- Required task 1 -
Translate this sentence from the Snow Blind review into Spanish: "This is an extremely violent sequel, with bloody scenes matched with a focused storyline."
- Required task 2 -
Carry the Snow Blind review forward, picking up after its final sentence.

- Page -
◇ ◇ ◇ ◇ ◇

In MORTAL KOMBAT LEGENDS SNOW BLIND, Earthrealm has been reduced to a wasteland. While there are people in villages trying to survive and rebuild, barbarian revenants of the Black Dragon, led by the evil King Kano (David Wenham), seek to conquer these villages and force the citizens to bend to their will. In one village, a cocky young man named Kenshi (Manny Jacinto) tries to stop them, but is humiliated after some early victories. He's tricked by Shang Tsung, resulting in Kenshi losing his eyes, but while he's left for dead, Kenshi discovers a mystical sword known as Sento that helps him to see. Desperate for revenge, he enlists the help of an old man named Kuai LIang (Ron Yuan), a once powerful warrior who now lives as a peasant farmer and renounces violence. But as Kano gains more power, Kuai can no longer sit out the fight and agrees to train Kenshi as the two prepare to take on the Black Dragon and liberate the Earthrealm.
Is It Any Good?
This is an extremely violent sequel, with bloody scenes matched with a focused storyline. Mortal Kombat Legends: Snow Blind connects to previous movies in the Mortal Kombat Legends series, but unlike so many movies like these, it stands on its own as a story that can be enjoyed without being overly familiar with the main players. It's a standard tale of revenge in the post-apocalyptic ruins, of reluctant elder warriors pressed into battle and cocky young fighters who must be humbled before they attain the greatness they seek.

◇ ◇ ◇ ◇ ◇

(Extracted records)
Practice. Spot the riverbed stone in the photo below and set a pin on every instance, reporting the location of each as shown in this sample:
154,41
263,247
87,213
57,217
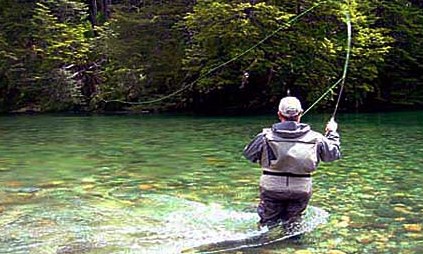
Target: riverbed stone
335,252
303,252
413,227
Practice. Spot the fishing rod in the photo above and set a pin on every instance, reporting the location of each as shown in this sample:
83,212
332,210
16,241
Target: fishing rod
344,72
191,84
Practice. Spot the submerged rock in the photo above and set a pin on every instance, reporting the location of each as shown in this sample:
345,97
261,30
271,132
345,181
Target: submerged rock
413,227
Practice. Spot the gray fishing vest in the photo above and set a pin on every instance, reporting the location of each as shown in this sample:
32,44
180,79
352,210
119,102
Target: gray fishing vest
293,155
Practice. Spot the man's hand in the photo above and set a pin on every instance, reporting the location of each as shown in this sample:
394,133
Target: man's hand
331,125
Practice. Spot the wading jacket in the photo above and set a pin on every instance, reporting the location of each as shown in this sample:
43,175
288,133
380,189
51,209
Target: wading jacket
288,152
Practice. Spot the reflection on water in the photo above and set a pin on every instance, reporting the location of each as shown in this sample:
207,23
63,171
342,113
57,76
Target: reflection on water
145,184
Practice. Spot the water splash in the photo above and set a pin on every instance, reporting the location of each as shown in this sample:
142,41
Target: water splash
154,223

◇ ◇ ◇ ◇ ◇

- Result 1 -
Esta es una secuela extremadamente violenta, con escenas sangrientas acompañadas de una trama bien enfocada.

- Result 2 -
That said, even as it's based on a notoriously violent video game, the violence gets to be a bit much, right from the get-go: gratuitous scenes of heads splatted under motorcycle wheels, the expected head and spinal columns ripped out of bodies, the defeated warriors sliced vertically and horizontally in half, if not decapitated. No one expects subtlety from a Mortal Kombat movie, but the story itself functions just fine without so much slicing and dicing.
Talk to Your Kids About ...
Families can talk about the violence in Mortal Kombat Legends: Snow Blind. How is the violence inspired by the video game? While perhaps necessary to accurately depict the violence in the game, was it necessary to the story? Why or why not?
What would be the challenges in adapting a video game into a movie and a movie franchise? What are some other examples of video games that have been adapted into movies?
How was this movie similar to and different from other dystopian post-apocalyptic movies?
Movie Details
- On DVD or streaming: October 9, 2022
- Cast: Manny Jacinto, David Wenham, Ron Yuan
- Director: Rick Morales
- Studio: Warner Home Video
- Genre: Fantasy
- Run time: 81 minutes
- MPAA rating: R
- MPAA explanation: Strong bloody violence and gore throughout, and brief language.